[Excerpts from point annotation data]
◆ ◆ ◆ ◆
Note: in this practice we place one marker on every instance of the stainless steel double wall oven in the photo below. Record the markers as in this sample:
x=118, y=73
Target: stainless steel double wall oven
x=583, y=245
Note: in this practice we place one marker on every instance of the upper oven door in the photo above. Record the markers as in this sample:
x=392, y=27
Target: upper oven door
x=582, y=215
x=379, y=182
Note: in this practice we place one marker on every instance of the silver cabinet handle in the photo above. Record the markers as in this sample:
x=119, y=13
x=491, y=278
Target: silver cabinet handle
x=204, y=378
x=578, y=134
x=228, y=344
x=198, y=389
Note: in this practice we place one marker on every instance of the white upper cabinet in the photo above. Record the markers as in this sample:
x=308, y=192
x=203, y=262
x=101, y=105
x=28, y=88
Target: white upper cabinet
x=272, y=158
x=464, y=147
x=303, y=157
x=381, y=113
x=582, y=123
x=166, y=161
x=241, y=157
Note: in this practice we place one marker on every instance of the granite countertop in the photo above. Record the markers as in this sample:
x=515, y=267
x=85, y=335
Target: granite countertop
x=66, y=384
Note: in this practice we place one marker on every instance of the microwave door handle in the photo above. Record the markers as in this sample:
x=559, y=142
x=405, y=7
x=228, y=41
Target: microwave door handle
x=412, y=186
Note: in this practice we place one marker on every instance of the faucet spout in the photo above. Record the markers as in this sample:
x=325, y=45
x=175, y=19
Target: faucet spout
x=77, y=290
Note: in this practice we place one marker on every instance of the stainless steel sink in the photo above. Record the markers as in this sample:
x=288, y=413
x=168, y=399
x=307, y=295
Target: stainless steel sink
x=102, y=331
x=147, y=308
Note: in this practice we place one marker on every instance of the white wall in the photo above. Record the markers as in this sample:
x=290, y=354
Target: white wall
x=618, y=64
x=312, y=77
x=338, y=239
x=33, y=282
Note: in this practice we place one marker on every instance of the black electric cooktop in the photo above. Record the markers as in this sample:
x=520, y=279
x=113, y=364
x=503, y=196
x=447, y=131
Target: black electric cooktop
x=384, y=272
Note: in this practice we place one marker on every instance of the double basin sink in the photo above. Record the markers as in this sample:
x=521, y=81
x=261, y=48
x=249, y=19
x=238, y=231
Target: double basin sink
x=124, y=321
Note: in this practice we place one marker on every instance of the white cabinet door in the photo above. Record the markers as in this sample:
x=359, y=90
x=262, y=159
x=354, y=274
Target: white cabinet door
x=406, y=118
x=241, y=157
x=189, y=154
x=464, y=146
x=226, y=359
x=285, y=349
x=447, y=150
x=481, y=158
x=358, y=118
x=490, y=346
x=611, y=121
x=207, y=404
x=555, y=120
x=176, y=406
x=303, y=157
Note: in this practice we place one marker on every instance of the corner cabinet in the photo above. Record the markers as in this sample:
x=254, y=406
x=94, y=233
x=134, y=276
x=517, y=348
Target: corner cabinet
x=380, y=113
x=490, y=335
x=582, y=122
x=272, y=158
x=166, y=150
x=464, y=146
◆ ◆ ◆ ◆
_Your task_
Rewrite the part of the listing that starts at the line containing "of the black" and runs through the end of the listing as a numbered list, with both ends included and blank lines omitted.

_Completed task_
1. Note: in this practice we place one marker on every instance of the black electric cooktop in the photo above. Record the markers as in this sample:
2. x=520, y=279
3. x=113, y=364
4. x=503, y=196
5. x=447, y=131
6. Target: black electric cooktop
7. x=384, y=272
8. Note: in this practice we place one marker on every instance of the double basin sink in the photo above. Record the markers as in this sample:
9. x=521, y=81
10. x=261, y=48
11. x=249, y=19
12. x=238, y=231
13. Target: double basin sink
14. x=124, y=321
15. Note: in this practice we place one marker on every instance of the white cabinet door in the photo above. Record the markers as in this sample:
16. x=359, y=90
17. x=262, y=159
18. x=354, y=274
19. Target: white cabinet door
20. x=406, y=118
21. x=241, y=157
22. x=189, y=154
23. x=464, y=146
24. x=226, y=359
25. x=285, y=349
26. x=447, y=150
27. x=481, y=158
28. x=358, y=118
29. x=490, y=346
30. x=611, y=121
31. x=207, y=404
32. x=555, y=120
33. x=176, y=406
34. x=303, y=157
35. Note: in this practice we place one marker on every instance of the corner cabinet in the photo above. Record the markers as in this sample:
36. x=254, y=406
37. x=94, y=233
38. x=134, y=276
39. x=517, y=348
40. Target: corner cabinet
41. x=380, y=113
42. x=490, y=335
43. x=582, y=122
44. x=272, y=158
45. x=166, y=150
46. x=464, y=146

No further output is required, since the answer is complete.